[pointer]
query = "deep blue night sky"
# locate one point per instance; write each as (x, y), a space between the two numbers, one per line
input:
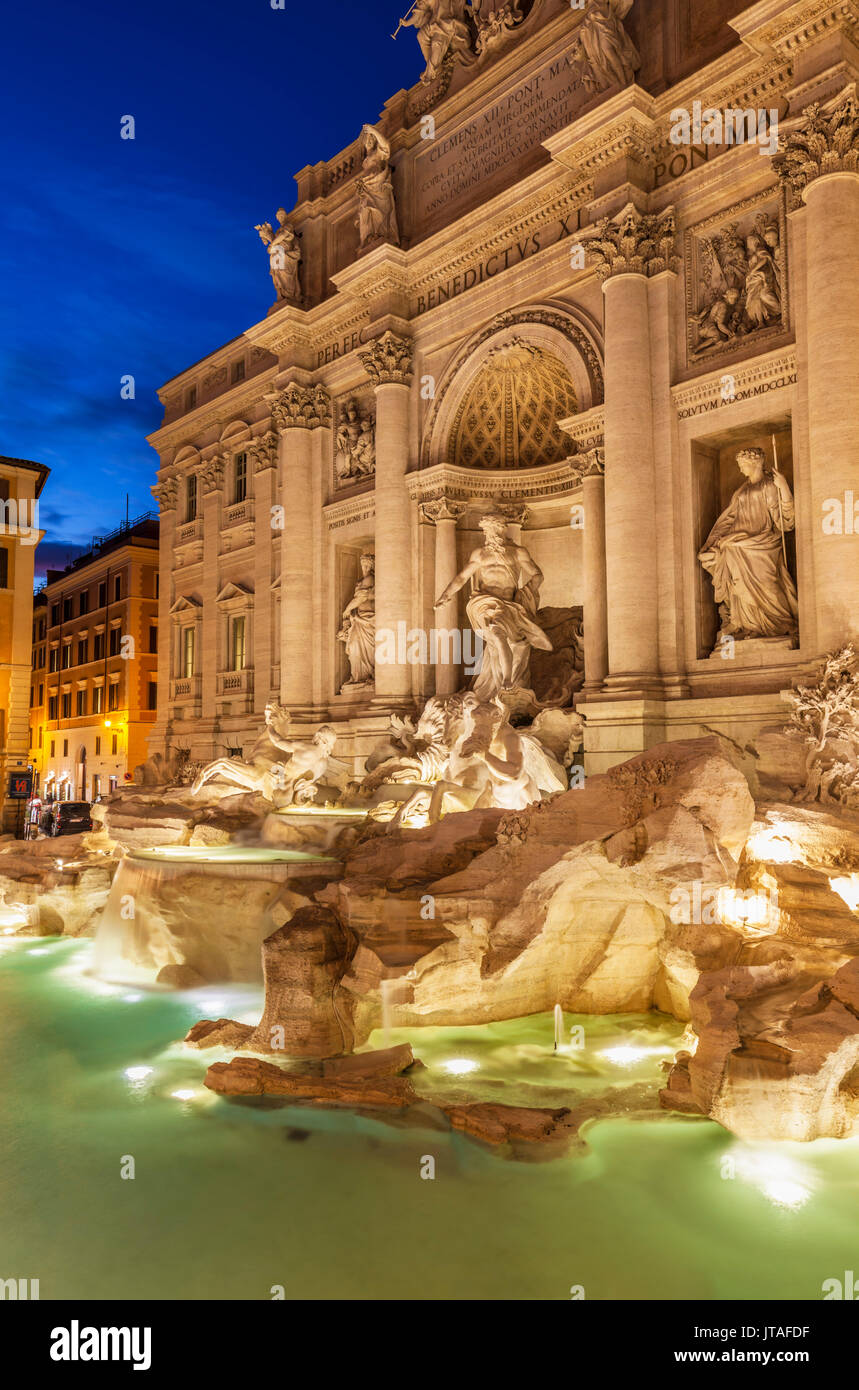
(139, 256)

PROBLEM TO WORK ON: Copy out the data above line for line, without changing anything, and leave out the pictures.

WRITTEN RESPONSE:
[pointer]
query = "deep blue night sky"
# locate one point per instance; write each as (x, y), a space between the two numbers, one per line
input:
(139, 256)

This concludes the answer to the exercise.